** START OF Raw records **

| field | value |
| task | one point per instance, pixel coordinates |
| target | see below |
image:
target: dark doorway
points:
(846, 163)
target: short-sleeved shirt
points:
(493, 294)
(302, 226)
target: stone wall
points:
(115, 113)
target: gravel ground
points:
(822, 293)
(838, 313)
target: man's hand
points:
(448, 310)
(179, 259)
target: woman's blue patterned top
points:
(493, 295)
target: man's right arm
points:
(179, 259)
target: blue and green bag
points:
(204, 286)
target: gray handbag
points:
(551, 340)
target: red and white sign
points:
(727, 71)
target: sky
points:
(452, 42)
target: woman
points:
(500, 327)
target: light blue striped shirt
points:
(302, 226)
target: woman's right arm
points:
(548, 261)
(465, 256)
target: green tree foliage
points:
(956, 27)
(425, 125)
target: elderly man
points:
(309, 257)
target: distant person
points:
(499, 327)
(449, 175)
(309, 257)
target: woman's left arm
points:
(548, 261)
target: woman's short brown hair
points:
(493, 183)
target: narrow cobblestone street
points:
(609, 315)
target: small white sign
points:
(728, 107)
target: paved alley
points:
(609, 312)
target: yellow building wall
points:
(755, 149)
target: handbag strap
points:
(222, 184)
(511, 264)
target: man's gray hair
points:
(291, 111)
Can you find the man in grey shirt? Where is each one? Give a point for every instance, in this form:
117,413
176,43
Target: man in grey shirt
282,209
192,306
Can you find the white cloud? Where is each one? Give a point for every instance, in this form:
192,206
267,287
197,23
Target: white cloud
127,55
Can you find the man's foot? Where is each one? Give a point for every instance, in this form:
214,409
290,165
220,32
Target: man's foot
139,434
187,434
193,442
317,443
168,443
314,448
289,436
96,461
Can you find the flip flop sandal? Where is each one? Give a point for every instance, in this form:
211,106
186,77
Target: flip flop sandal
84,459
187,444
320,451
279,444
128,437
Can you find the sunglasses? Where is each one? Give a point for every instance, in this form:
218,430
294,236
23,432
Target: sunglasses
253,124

** END OF Raw records **

## [Aim of the exercise]
Reproduce the entries above in full, verbatim.

## [Finished task]
| field | value |
| task | one point per instance, pixel coordinates |
| target | see below |
image:
target: dark doorway
points:
(846, 163)
target: short-sleeved shirt
points:
(493, 294)
(302, 226)
target: stone wall
points:
(115, 113)
target: gravel ground
points:
(822, 293)
(838, 313)
target: man's hand
points:
(448, 310)
(179, 259)
target: woman's blue patterned top
points:
(493, 295)
target: man's right arm
points:
(179, 259)
target: blue and green bag
points:
(204, 286)
target: gray handbag
points:
(551, 340)
target: red and white sign
points:
(727, 71)
target: sky
points:
(452, 42)
target: woman
points:
(500, 327)
target: light blue striped shirt
points:
(302, 226)
target: woman's right arm
points:
(548, 261)
(465, 256)
target: green tree foliage
points:
(956, 27)
(425, 125)
target: elderly man
points:
(309, 257)
target: distant person
points:
(499, 327)
(449, 175)
(309, 257)
target: woman's left arm
points:
(548, 261)
target: woman's short brown hair
points:
(493, 183)
target: narrow cobblestone street
points:
(609, 315)
target: small white sign
points:
(728, 107)
target: paved alley
points:
(609, 312)
target: yellow building wall
points:
(755, 149)
target: handbag strap
points:
(222, 184)
(511, 264)
target: man's gray hair
points:
(291, 111)
Can you find the man in grey shirt? Where is each one? Give a point for every instance, in this form:
117,413
176,43
Target: man in grey shirt
282,209
192,306
Can you find the white cloud? Where is each one? Give a point for every instance, in this form:
192,206
267,287
197,23
Target: white cloud
127,55
Can you find the man's foot? Where is each one? Give a point for every instance, in this form:
214,409
290,165
220,32
Target: man's foot
139,434
187,434
193,442
317,443
168,443
314,448
289,436
96,461
Can you find the flip flop sandal? Where is each one? Give a point for every instance, in this form:
211,106
186,77
Target: flip flop sandal
84,459
187,444
320,451
279,444
128,437
Can you find the sunglasses? Where is each one? Give a point for every instance, in this form:
218,430
294,236
23,432
Target: sunglasses
253,124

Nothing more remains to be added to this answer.